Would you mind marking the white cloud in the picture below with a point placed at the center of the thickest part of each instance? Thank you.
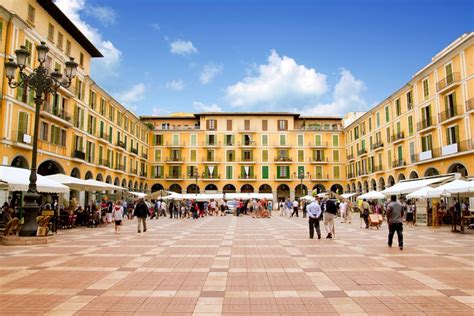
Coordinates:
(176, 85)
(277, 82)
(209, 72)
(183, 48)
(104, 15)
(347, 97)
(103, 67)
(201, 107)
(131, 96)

--

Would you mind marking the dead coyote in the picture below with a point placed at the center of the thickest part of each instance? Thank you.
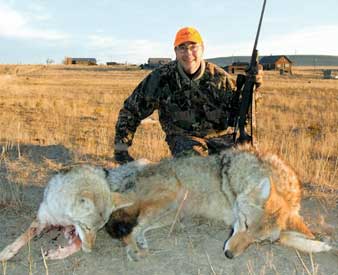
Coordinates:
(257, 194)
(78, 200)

» Try it
Whenever the word "point" shows up in a line of the entries, copy that line.

» Response box
Would you mind marking the white cloud in the picture below with a point placed at the center of the thickest part of each instance? Thank you.
Would you mind marking the dead coyote in the picture below with a point placed at the center of the thickest part of each instance? Thank you.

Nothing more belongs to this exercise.